▸ **Instruction**:
Extract the text of every entry below exactly; leave images out.

▸ **Dataset rows**:

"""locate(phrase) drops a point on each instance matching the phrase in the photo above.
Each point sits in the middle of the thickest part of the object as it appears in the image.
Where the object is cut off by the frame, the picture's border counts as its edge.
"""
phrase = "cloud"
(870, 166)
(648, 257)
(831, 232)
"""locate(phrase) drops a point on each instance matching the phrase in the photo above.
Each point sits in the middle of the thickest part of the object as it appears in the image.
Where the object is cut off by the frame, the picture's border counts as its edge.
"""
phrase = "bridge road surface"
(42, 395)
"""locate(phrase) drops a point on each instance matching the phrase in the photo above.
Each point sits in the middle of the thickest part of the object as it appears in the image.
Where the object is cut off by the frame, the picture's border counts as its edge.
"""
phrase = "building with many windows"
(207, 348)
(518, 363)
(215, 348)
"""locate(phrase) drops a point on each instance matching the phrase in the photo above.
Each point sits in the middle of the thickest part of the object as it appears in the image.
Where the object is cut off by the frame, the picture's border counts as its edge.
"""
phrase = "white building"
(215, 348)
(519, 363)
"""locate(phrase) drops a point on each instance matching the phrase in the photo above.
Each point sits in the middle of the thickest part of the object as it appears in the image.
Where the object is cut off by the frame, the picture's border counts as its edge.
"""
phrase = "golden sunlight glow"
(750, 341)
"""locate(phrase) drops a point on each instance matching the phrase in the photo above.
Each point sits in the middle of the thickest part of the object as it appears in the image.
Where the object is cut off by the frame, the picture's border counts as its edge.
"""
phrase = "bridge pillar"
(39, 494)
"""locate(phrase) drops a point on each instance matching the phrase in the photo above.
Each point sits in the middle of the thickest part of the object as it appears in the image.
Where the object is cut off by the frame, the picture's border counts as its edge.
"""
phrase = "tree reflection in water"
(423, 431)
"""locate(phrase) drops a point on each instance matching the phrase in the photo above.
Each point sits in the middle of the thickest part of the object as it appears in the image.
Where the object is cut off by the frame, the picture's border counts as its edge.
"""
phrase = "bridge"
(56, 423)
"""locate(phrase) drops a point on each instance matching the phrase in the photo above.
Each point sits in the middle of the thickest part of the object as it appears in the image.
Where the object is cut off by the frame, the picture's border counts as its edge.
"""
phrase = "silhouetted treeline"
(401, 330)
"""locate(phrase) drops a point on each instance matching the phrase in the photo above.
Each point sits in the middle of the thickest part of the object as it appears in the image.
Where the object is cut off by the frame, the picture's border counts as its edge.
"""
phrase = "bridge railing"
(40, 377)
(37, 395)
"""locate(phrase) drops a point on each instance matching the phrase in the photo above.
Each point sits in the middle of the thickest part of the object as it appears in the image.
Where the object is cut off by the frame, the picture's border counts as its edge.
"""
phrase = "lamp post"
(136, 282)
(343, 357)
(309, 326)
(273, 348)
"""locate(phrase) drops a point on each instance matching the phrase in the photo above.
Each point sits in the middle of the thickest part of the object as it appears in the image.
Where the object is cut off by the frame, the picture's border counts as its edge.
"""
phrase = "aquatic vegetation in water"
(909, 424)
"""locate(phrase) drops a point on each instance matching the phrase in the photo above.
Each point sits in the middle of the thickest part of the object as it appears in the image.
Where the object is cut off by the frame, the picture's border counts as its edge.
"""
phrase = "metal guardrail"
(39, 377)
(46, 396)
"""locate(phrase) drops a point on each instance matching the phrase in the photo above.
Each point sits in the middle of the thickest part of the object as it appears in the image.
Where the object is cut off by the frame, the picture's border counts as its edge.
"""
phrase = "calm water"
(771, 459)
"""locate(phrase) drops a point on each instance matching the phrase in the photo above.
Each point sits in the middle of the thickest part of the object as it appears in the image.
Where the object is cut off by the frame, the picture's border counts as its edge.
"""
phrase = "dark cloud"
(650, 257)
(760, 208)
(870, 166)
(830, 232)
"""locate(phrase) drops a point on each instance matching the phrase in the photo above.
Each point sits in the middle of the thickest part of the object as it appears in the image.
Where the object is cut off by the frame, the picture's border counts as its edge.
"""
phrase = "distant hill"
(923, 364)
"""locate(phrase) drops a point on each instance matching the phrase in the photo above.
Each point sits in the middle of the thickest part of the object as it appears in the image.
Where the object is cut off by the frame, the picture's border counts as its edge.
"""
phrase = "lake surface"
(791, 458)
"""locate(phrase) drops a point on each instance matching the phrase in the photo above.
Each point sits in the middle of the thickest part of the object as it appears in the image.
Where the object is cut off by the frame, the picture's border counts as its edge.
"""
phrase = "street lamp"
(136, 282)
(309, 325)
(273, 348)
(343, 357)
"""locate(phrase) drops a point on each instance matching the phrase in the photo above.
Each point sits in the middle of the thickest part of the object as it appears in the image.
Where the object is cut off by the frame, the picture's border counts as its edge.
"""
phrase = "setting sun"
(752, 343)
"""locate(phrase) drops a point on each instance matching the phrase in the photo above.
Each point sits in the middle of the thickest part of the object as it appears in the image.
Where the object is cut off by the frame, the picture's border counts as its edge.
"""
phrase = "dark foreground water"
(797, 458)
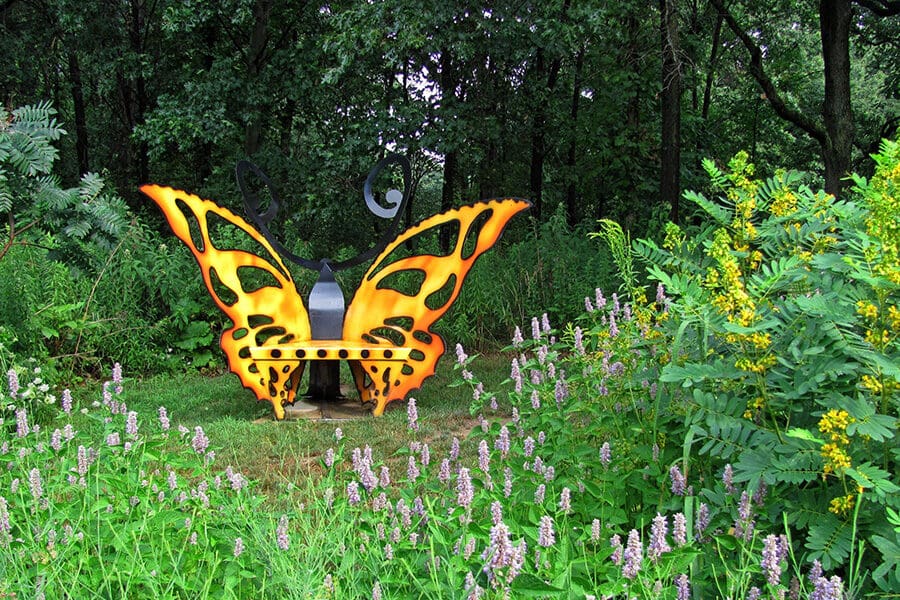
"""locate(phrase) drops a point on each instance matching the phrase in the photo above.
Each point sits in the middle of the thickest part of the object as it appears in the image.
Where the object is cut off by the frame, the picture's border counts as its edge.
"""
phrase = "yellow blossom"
(842, 505)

▸ **Correct response**:
"""locate(phrase) drops a point on each instance matching the phrase in the photo above.
Each point sits in the middle of the thickest part of the object as it appears in the image.
Where the object is cut off by the frame, the picture's border counts as its edge.
"""
phrase = "cloud"
(870, 166)
(648, 257)
(831, 232)
"""locate(phrase) drops a point on each instance matching the phrase in the photo above.
Each point sits in the middle of the thickest part of the object as it appears in the image.
Where the object is cut off by the frame, the picture's border counts as its edge.
"""
phrase = "bridge road surface"
(42, 395)
"""locate(phrase) drops a point on each instance matching the phrase in the photo above.
Each point sits in the middle of the thickest part of the object as it appears in the image.
Where the object is cut off by the frame, the picture's border counts as its edge.
"""
phrase = "building with many windows"
(207, 348)
(518, 363)
(215, 348)
"""locate(phrase) drops a point on each instance matching the phrase in the photo above.
Each point sits in the middle of the thickest part of the object as it appears in the image.
Where the object is cut off by the frame, the picture's border counts as its edge.
"""
phrase = "white building"
(215, 348)
(519, 363)
"""locate(phrase) drops a point on each instance matching the phrase in the photo above.
Each point sits in the middle of the thickest part of the object as it appears in the image.
Where the object is cut off by the frame, the picture's border counts as its edge.
"""
phrase = "golden sunlight glow"
(750, 341)
"""locate(phrase) drops a point on each instance matching the phrase in the photo above.
Each point sits in the middle of the thickest part of the object as it appears in the image.
Where the object is cut off by the frame, the picture's border counts as its edge.
"""
phrase = "bridge pillar"
(39, 494)
"""locate(phrase) drops a point on each instance matching the phrase in the photo above.
Each point sits in the middle of the thickest part of the object as it appears in the image.
Where the object is cut off by the frame, the picture's border counts as its edge.
"""
phrase = "tree reflection in water"
(423, 431)
"""locate(phrase) drops a point on each instance matching the phrase in the photo above.
Each point sits in the middle of the thickest part of the object as it appears in the image.
Where the object is cut off by the frame, the picture's border counts as its edge.
"""
phrase = "bridge"
(56, 423)
"""locate(phrase) drops a point on each instance matching the phrase in the photo above.
Each point sits in the middle of the thickest part of the object as it appears in the image.
Where the object is cut off by the frame, the picture's border counts as its edge.
"""
phrase = "silhouetted treeline"
(401, 330)
"""locate(phrase) drops a point on each instance matching the phrase in the photo above.
Each point sits in the middle of the thickest part of the object as it appears in the image.
Where the object is cut off by the frame, the picture's border counts as its edge.
"""
phrase = "bridge railing"
(40, 377)
(37, 395)
"""locate(phrase) drops a point on each instance matching the phrase in the photo above.
Each point sits in the middle of the thickest part of the object as it appears in the image.
Where the object is cut off by the frame, the picture's border counts as its edge.
"""
phrase = "lamp post"
(136, 282)
(343, 357)
(309, 326)
(273, 348)
"""locate(phrase) drops a point on each instance matching the phrase in the photo above.
Each point sits in the middle of the thickest part of the object as it appears in the image.
Where the object is cut off by the frame, the picture's border counts as its edge.
"""
phrase = "aquatic vegetation in water"
(909, 424)
"""locate(phrase) drops a point on each instance matching the phrase in the photo above.
Each point sits in the middle of the thickest part of the object as it appears in the image.
Where the object is cut off by the frame, the picture's border counts as its edge.
"""
phrase = "metal guardrail"
(39, 377)
(46, 396)
"""locate(phrase) drops a point on each instance matching the phrase in the photo above.
Each point sits in the middle of the thickest part of the object as it appears in the image.
Where the object is cut off by the frame, the picture's border counts as its edge.
"""
phrase = "calm water"
(771, 459)
"""locate(phrase) drops a point on each instance matching the phrase in the photo above.
Each point sits in the middle of the thickest part of the object as it appears in the image.
Where the object is cut off by the frame, the picture's border counts as its edge.
"""
phrase = "dark cloud"
(650, 257)
(760, 208)
(870, 166)
(830, 232)
"""locate(phrase) drops a point on each instance matching the phrase in the photo above.
Each point sits in the middle of the thickest part of the object as it appears in the image.
Where the object is cut off by the frame, the picture's border counts as its edge.
"""
phrase = "distant hill"
(923, 364)
"""locate(phrase) drops a point on each instance matching the phrase in the photo above.
Each point sits in the middle of the thickest part of the object as it appears in the image.
Where the object is cut off by the frame, the picture's border counts as its edge.
"""
phrase = "lake surface"
(791, 458)
"""locate(phrase) drops a point on each instance matching the phrase in the photo above.
Each point sits in the middle of the thickest part of the object as it appears in the image.
Where the object is cut off by the frame, the picture's border counts as its edge.
"""
phrase = "street lamp"
(136, 282)
(309, 325)
(273, 348)
(343, 357)
"""locate(phrase) drops a point on each instance matching the phrase in the photo above.
Each point sits in the middle of the thickest part of the object as it appears in the image.
Where the object is cut off by the frame, the picture's border counts as its edge.
"""
phrase = "setting sun"
(752, 343)
"""locate(phrase) drops a point on each instance matching the phrase in the photo above.
Each point sits in the middle of the thickest part of the object as it appears in the image.
Where the object is cut off by the frame, the picture's border counts as its edge.
"""
phrase = "dark foreground water"
(797, 458)
"""locate(phrase) drops a point on each instance matching the phrase in the photo above.
Each point sits in the middle of the thickest part of the object as it appears in the image.
Where the object is cut off by the frame, the picture's border counts as its edge.
"""
phrase = "yellow blossom"
(842, 505)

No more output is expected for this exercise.